--- Records for this exercise ---

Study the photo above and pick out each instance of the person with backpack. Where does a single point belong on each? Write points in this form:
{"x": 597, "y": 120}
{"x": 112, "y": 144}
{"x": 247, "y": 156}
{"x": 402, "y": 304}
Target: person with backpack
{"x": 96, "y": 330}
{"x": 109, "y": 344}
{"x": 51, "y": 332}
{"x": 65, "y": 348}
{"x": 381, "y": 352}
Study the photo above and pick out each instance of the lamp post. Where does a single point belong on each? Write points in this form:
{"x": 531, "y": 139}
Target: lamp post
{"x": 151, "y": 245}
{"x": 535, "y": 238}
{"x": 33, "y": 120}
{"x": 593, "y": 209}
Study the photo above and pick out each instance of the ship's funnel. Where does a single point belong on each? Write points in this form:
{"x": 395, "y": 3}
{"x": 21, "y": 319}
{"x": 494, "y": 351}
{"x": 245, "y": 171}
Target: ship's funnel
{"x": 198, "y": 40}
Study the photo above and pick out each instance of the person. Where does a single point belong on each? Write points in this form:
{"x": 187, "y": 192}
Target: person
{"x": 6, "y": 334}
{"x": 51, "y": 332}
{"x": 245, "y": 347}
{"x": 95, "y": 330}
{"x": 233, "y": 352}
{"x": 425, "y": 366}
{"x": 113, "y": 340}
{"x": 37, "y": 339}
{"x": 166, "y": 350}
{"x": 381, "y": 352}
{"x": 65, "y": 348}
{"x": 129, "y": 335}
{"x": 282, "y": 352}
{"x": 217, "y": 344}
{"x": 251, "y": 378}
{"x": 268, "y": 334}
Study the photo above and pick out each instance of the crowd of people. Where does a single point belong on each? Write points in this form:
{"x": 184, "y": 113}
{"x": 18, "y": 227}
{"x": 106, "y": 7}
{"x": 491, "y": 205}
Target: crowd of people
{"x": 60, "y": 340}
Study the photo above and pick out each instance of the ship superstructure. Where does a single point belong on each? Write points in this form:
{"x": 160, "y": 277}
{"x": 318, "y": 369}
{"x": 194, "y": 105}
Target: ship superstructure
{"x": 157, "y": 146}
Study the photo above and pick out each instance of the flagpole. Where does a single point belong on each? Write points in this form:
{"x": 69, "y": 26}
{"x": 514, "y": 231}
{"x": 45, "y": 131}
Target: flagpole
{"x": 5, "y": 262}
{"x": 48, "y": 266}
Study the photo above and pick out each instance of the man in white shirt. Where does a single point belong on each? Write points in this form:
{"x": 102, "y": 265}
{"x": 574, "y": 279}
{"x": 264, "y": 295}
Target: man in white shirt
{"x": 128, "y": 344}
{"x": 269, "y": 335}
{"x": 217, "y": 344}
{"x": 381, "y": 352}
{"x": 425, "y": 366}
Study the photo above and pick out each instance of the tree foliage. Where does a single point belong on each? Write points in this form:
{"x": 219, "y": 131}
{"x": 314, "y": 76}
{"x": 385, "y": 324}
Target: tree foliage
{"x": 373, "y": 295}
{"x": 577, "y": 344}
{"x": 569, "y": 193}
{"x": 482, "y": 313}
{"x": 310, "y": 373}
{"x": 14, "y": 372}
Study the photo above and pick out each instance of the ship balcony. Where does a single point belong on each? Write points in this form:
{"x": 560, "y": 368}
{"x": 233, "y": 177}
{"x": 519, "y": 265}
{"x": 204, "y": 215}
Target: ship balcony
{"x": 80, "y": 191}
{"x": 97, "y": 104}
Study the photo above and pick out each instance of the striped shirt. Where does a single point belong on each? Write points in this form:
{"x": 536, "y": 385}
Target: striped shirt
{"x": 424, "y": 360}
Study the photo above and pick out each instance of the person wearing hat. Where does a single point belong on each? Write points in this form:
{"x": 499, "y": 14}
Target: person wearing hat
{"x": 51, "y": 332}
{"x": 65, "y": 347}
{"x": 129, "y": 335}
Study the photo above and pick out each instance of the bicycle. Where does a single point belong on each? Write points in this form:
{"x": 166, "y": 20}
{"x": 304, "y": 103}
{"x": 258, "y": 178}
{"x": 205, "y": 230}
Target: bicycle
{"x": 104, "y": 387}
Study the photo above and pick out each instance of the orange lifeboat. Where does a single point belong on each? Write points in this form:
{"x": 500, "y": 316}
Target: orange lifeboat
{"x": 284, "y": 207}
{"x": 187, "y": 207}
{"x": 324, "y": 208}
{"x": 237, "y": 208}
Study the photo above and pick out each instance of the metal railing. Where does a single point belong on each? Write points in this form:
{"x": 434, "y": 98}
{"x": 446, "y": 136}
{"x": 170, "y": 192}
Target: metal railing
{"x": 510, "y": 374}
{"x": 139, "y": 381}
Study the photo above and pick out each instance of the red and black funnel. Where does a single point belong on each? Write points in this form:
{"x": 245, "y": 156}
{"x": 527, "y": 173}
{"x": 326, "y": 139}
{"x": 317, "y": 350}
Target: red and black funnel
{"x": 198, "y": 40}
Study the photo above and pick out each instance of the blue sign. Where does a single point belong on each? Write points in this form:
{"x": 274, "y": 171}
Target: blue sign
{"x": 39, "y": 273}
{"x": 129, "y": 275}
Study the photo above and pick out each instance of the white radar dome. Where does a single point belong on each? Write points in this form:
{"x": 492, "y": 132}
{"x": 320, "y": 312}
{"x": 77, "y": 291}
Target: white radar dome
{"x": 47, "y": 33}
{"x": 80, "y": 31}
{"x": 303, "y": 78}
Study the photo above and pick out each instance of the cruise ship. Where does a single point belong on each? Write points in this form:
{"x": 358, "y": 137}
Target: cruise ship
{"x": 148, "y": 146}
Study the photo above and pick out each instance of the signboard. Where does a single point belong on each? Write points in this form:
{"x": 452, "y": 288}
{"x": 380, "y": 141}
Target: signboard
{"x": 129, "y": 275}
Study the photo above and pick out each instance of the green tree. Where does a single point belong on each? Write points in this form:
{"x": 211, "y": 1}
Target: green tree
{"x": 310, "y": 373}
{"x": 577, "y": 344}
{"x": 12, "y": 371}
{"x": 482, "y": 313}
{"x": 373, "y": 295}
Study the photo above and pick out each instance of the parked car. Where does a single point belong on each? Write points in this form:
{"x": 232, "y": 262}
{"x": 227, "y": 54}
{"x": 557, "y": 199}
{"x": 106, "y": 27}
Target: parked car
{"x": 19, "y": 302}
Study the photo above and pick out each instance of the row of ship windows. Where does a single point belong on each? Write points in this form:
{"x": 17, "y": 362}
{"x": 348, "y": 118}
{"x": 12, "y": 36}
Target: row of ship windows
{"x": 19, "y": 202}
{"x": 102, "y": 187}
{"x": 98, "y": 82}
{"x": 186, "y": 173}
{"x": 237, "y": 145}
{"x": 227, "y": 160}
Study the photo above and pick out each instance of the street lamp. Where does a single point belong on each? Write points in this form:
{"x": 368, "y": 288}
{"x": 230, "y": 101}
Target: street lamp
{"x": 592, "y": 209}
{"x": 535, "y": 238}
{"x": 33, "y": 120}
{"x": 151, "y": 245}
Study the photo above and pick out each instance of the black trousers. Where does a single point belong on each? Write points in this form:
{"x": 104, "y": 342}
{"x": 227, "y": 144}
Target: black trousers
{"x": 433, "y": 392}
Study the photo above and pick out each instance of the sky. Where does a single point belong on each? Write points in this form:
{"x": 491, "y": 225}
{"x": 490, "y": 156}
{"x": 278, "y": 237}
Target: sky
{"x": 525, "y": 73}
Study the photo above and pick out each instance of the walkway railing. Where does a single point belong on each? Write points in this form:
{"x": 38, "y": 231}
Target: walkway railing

---

Task details ::
Copy out every line of the data above, exactly as given.

Exercise answer ::
Study the photo above and pick out each instance of the person with backpack. Where does a single point belong on each? Write points in this form:
{"x": 597, "y": 120}
{"x": 112, "y": 144}
{"x": 247, "y": 156}
{"x": 402, "y": 304}
Target: person with backpack
{"x": 96, "y": 330}
{"x": 109, "y": 344}
{"x": 51, "y": 332}
{"x": 65, "y": 348}
{"x": 381, "y": 352}
Study the photo above and pick out each instance of the lamp post. Where does a single point belong on each? Write points in this form:
{"x": 531, "y": 139}
Target: lamp post
{"x": 151, "y": 245}
{"x": 535, "y": 238}
{"x": 33, "y": 120}
{"x": 593, "y": 209}
Study the photo above and pick out each instance of the ship's funnel. Where does a single point belong on each? Write points in this form:
{"x": 395, "y": 3}
{"x": 21, "y": 319}
{"x": 494, "y": 351}
{"x": 245, "y": 171}
Target: ship's funnel
{"x": 198, "y": 40}
Study the photo above and pick out each instance of the person. Where does a single point belong on each? Write points in this form:
{"x": 187, "y": 192}
Target: person
{"x": 6, "y": 334}
{"x": 51, "y": 332}
{"x": 245, "y": 347}
{"x": 95, "y": 330}
{"x": 233, "y": 352}
{"x": 425, "y": 366}
{"x": 113, "y": 340}
{"x": 37, "y": 339}
{"x": 166, "y": 350}
{"x": 381, "y": 352}
{"x": 65, "y": 348}
{"x": 129, "y": 335}
{"x": 282, "y": 352}
{"x": 217, "y": 344}
{"x": 251, "y": 378}
{"x": 268, "y": 334}
Study the photo above and pick out each instance of the crowd of people. Where does a single point belong on each? Write points in this form:
{"x": 184, "y": 113}
{"x": 18, "y": 227}
{"x": 106, "y": 7}
{"x": 491, "y": 205}
Target: crowd of people
{"x": 60, "y": 340}
Study the photo above and pick out each instance of the ship superstructure. Where does a single point belong on each? Write points in this form:
{"x": 160, "y": 277}
{"x": 318, "y": 369}
{"x": 194, "y": 105}
Target: ship superstructure
{"x": 157, "y": 146}
Study the photo above and pick out each instance of the flagpole. Where does a single point belong on each? Write points in this form:
{"x": 69, "y": 26}
{"x": 514, "y": 231}
{"x": 45, "y": 131}
Target: flagpole
{"x": 5, "y": 262}
{"x": 48, "y": 266}
Study the photo above and pick out each instance of the man in white shirt. Where does a single point belong on each? Write points in this form:
{"x": 102, "y": 265}
{"x": 574, "y": 279}
{"x": 264, "y": 295}
Target: man in white shirt
{"x": 128, "y": 344}
{"x": 269, "y": 335}
{"x": 217, "y": 344}
{"x": 381, "y": 352}
{"x": 425, "y": 366}
Study the photo above and pick out each instance of the tree foliage. Where does a single point belong on each? Write points in this form:
{"x": 219, "y": 131}
{"x": 314, "y": 76}
{"x": 385, "y": 324}
Target: tree foliage
{"x": 373, "y": 295}
{"x": 577, "y": 344}
{"x": 569, "y": 193}
{"x": 482, "y": 313}
{"x": 310, "y": 373}
{"x": 14, "y": 372}
Study the photo above and pick out each instance of the ship balcony. Where does a single point belong on each? Write points in this form:
{"x": 560, "y": 368}
{"x": 233, "y": 177}
{"x": 519, "y": 265}
{"x": 204, "y": 215}
Target: ship balcony
{"x": 80, "y": 191}
{"x": 97, "y": 104}
Study the photo above and pick out each instance of the striped shirt. Where does a single point belong on each? Write points in this form:
{"x": 536, "y": 385}
Target: striped shirt
{"x": 424, "y": 360}
Study the photo above and pick out each instance of the person wearing hat. Where does a single point belong on each? Write points in this form:
{"x": 499, "y": 14}
Target: person wearing hat
{"x": 51, "y": 332}
{"x": 65, "y": 347}
{"x": 129, "y": 335}
Study the photo above and pick out each instance of the bicycle. Where does a single point belong on each? Write points in this form:
{"x": 166, "y": 20}
{"x": 304, "y": 103}
{"x": 258, "y": 178}
{"x": 205, "y": 230}
Target: bicycle
{"x": 104, "y": 387}
Study the photo above and pick out each instance of the orange lifeboat. Where does a single point belong on each? Write points in this form:
{"x": 500, "y": 316}
Target: orange lifeboat
{"x": 284, "y": 207}
{"x": 187, "y": 207}
{"x": 324, "y": 208}
{"x": 237, "y": 208}
Study the photo above and pick out each instance of the metal railing. Where does a single point belong on each? Write points in this form:
{"x": 434, "y": 98}
{"x": 446, "y": 136}
{"x": 170, "y": 192}
Target: metal railing
{"x": 510, "y": 374}
{"x": 139, "y": 381}
Study the photo above and pick out each instance of the red and black funnel. Where does a single point belong on each? Write points in this form:
{"x": 245, "y": 156}
{"x": 527, "y": 173}
{"x": 326, "y": 139}
{"x": 317, "y": 350}
Target: red and black funnel
{"x": 198, "y": 40}
Study the photo above and pick out each instance of the blue sign. Where does a single point belong on each? Write points in this form:
{"x": 274, "y": 171}
Target: blue sign
{"x": 39, "y": 273}
{"x": 129, "y": 275}
Study the photo above and pick out each instance of the white radar dome. Where does a single point belong on each? Write points in this form:
{"x": 492, "y": 132}
{"x": 320, "y": 312}
{"x": 77, "y": 291}
Target: white radar dome
{"x": 47, "y": 33}
{"x": 80, "y": 31}
{"x": 303, "y": 78}
Study the photo above and pick out each instance of the cruise ship. Where does a single point belong on each? Write points in this form:
{"x": 358, "y": 137}
Target: cruise ship
{"x": 148, "y": 146}
Study the photo above and pick out each instance of the signboard. Where does a single point belong on each? Write points in this form:
{"x": 452, "y": 288}
{"x": 380, "y": 141}
Target: signboard
{"x": 129, "y": 275}
Study the photo above and pick out each instance of the green tree. Where does a single point belong on each? Write points in this form:
{"x": 211, "y": 1}
Target: green tree
{"x": 310, "y": 373}
{"x": 577, "y": 344}
{"x": 12, "y": 371}
{"x": 482, "y": 313}
{"x": 373, "y": 295}
Study the photo above and pick out each instance of the parked car. Where does a single point belong on each? Write points in this form:
{"x": 232, "y": 262}
{"x": 227, "y": 54}
{"x": 557, "y": 199}
{"x": 106, "y": 27}
Target: parked car
{"x": 19, "y": 302}
Study the photo above and pick out each instance of the row of ship windows. Where does a single point belong on each? Write points in this form:
{"x": 17, "y": 362}
{"x": 348, "y": 118}
{"x": 12, "y": 36}
Target: row of ship windows
{"x": 19, "y": 202}
{"x": 102, "y": 187}
{"x": 98, "y": 82}
{"x": 186, "y": 173}
{"x": 237, "y": 145}
{"x": 227, "y": 160}
Study the photo above and pick out each instance of the street lamp. Where does a single point belong on each? Write points in this form:
{"x": 368, "y": 288}
{"x": 230, "y": 101}
Target: street lamp
{"x": 592, "y": 209}
{"x": 535, "y": 238}
{"x": 33, "y": 120}
{"x": 151, "y": 245}
Study the photo above and pick out each instance of the black trousers. Where does a single point belong on each? Write points in this form:
{"x": 104, "y": 342}
{"x": 227, "y": 144}
Target: black trousers
{"x": 433, "y": 392}
Study the photo above and pick out each instance of the sky. Where does a single point belong on each? Write points in this form:
{"x": 491, "y": 225}
{"x": 490, "y": 156}
{"x": 278, "y": 237}
Target: sky
{"x": 525, "y": 73}
Study the photo above and pick out each instance of the walkway railing. Where does a single point belong on each? Write points in this form:
{"x": 38, "y": 231}
Target: walkway railing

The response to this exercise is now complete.